━━━━━ Estratto della pagina ━━━━━

In una comunità economica non solidale – ovvero non governata secondo linee di riduzione delle differenze di sviluppo – chi è più forte ci guadagna, e chi è più debole ci perde. Non è cattiveria, è una regola semplicissima di funzionamento della normale dinamica costi/benefici, vantaggi/svantaggi.
Essendo una regola semplice, la conoscono quasi tutti. Specie i soggetti più forti, che sistemano istituzionalmente le regole in modo che questo trasferimento diretto di ricchezza avvenga nel più “spontaneo” dei modi, senza che appaia all’universo mondo per quello che è: una rapina a mano pesantemente armata.
Nell’Unione Europea questa situazione è la norma, da molti anni a questa parte. Ed ogni evento critico, anche se causato proprio da questo assetto (oltre che dalla più ampia crisi sistemica del capitalismo), viene utilizzato per renderlo ancora più stringente. Ed anche questo è ovvio: meno risorse ci sono, più cresce la competizione per accaparrarsele, più “i forti” stringono alla gola “i deboli”.

━━━━━ Elenco dell'esercizio ━━━━━

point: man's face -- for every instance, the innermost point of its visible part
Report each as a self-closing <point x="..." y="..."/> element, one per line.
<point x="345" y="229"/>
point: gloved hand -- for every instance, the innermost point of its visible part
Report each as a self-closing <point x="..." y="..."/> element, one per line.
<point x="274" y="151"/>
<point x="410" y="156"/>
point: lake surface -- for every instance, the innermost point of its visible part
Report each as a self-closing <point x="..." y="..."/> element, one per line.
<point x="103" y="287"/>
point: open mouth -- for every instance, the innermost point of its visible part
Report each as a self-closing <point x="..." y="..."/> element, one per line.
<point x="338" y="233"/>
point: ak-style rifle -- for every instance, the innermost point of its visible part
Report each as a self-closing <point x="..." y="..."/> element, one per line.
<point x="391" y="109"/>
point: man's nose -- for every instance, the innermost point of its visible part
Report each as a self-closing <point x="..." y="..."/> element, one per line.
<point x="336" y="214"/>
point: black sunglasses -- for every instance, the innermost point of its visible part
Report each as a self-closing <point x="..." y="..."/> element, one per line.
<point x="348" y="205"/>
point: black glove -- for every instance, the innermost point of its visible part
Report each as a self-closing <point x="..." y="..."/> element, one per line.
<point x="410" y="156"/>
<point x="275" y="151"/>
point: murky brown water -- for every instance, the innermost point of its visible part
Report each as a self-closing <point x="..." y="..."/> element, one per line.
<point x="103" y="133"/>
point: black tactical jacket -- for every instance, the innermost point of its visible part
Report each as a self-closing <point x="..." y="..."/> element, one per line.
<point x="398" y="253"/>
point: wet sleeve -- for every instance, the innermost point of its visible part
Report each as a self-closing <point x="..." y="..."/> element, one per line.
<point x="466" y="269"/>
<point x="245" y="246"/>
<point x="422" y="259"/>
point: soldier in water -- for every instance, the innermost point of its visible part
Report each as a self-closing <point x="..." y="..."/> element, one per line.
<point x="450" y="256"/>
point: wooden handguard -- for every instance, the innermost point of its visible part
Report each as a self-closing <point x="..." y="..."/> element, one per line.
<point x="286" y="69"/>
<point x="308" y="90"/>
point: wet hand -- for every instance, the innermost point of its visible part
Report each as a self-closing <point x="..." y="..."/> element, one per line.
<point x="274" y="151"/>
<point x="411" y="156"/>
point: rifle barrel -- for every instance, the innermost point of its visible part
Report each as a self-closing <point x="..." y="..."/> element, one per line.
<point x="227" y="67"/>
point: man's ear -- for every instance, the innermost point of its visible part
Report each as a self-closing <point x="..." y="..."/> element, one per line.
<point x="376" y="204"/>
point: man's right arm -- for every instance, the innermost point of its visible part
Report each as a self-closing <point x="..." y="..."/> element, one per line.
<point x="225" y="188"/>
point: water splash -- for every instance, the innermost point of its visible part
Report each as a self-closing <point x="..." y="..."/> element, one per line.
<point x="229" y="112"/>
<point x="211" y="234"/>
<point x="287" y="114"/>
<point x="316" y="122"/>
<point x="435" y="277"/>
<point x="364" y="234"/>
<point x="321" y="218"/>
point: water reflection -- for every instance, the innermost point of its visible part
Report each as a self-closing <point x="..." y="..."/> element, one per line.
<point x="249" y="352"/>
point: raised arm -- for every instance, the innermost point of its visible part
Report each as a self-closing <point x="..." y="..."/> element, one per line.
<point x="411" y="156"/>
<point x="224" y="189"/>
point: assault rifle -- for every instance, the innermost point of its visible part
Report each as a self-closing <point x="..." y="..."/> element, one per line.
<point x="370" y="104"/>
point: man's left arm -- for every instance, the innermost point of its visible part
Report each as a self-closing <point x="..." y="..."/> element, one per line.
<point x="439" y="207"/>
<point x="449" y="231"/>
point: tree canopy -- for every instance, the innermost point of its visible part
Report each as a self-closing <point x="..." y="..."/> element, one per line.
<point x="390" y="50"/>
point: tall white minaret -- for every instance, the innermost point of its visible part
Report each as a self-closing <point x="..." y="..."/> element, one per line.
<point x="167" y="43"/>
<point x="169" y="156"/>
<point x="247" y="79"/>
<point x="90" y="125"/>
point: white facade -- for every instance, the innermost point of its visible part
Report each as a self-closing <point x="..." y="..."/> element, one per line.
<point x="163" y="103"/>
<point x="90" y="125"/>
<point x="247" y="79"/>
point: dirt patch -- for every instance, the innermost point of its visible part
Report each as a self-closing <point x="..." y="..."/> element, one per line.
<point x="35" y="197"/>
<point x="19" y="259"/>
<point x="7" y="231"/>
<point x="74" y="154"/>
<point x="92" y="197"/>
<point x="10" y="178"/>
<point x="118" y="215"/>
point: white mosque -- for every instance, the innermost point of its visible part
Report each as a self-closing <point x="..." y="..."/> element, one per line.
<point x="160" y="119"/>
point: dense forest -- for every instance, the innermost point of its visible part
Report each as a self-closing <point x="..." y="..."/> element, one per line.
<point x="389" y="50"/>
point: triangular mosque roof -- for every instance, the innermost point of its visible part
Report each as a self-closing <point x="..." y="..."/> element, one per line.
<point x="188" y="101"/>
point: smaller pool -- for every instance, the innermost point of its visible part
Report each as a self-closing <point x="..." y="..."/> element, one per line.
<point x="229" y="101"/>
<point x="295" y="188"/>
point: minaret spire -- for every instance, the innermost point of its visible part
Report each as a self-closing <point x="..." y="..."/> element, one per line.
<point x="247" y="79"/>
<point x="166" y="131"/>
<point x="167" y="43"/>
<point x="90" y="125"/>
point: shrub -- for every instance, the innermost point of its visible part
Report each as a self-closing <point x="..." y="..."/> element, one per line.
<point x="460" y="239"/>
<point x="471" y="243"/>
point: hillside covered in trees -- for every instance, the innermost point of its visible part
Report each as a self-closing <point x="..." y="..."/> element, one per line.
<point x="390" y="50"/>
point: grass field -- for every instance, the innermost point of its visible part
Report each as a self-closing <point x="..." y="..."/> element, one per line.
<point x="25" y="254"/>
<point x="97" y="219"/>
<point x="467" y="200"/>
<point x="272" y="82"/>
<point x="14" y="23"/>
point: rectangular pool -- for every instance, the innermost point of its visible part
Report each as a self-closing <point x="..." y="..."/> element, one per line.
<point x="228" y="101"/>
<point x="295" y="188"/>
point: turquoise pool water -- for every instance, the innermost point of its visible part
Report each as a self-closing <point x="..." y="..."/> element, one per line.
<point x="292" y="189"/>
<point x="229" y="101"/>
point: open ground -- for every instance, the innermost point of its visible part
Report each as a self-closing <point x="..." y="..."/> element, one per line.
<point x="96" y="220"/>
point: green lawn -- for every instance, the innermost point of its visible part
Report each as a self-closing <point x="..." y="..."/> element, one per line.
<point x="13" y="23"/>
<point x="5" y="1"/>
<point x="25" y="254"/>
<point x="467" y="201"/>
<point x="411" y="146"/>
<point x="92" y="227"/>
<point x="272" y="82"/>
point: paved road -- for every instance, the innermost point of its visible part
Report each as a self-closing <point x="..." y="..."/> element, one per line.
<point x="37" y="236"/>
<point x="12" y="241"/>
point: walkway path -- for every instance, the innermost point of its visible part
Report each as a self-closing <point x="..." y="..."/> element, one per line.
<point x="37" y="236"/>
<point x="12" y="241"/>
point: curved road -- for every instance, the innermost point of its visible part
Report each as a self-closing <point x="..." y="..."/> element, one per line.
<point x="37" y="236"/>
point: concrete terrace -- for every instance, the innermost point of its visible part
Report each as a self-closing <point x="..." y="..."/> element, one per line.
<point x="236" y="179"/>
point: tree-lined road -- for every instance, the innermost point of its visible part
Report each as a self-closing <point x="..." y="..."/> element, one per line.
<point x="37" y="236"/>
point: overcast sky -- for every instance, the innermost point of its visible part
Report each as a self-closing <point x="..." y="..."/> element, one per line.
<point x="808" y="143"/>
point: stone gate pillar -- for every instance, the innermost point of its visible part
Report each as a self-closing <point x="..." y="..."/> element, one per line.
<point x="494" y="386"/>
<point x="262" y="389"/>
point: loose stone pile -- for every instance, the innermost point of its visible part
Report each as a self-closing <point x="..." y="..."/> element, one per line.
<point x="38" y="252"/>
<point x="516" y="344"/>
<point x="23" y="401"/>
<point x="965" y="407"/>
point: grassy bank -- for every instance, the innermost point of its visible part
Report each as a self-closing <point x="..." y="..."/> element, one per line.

━━━━━

Breve esercizio 1:
Riporti come lista JSON di stringhe, una per riga e senza righe vuote, le righe dell'elenco a partire da quella che contiene "point: loose stone" e fino alla fine dell'elenco, estremi inclusi.
Breve esercizio 2:
Prosegua il brano sulla comunità economica non solidale nell'Unione Europea, partendo subito dopo la sua ultima frase.

Risposta finale 1:
[
  "point: loose stone pile -- for every instance, the innermost point of its visible part",
  "Report each as a self-closing <point x=\"...\" y=\"...\"/> element, one per line.",
  "<point x=\"38\" y=\"252\"/>",
  "<point x=\"516\" y=\"344\"/>",
  "<point x=\"23\" y=\"401\"/>",
  "<point x=\"965\" y=\"407\"/>",
  "point: grassy bank -- for every instance, the innermost point of its visible part",
  "Report each as a self-closing <point x=\"...\" y=\"...\"/> element, one per line."
]

Risposta finale 2:
Se non vi è bastata la vicenda greca, con Tsipras “costretto” alla resa (si è parlato addirittra di waterboarding mentale, in occasione della firma dell’”accordo” del 12-13 luglio), potrebbe aiutarvi a capire meglio la situazione uno studio pubblicato due giorni fa dall’Halle institute for economic research (Iwh), uno dei principali istituti di ricerca economica in Germania. Studio che ha preso in esame la dinamica dei tassi di interesse sui titoli di stato – differenziatissima, tra i 19 paesi dell’eurozona – nel corso dell’evoluzione della crisi, dal 2008 ad oggi.
La conclusione non è molto originale – ci permettiamo di far notare che l’avevamo notata da tempo, come molti altri commentatori – ma ha un forte potere d’impatto proprio perché proviene da un istituto scientifico tedesco: «Il pareggio di bilancio in Germania è in gran parte il risultato di pagamenti di interessi più bassi a causa della crisi del debito europeo».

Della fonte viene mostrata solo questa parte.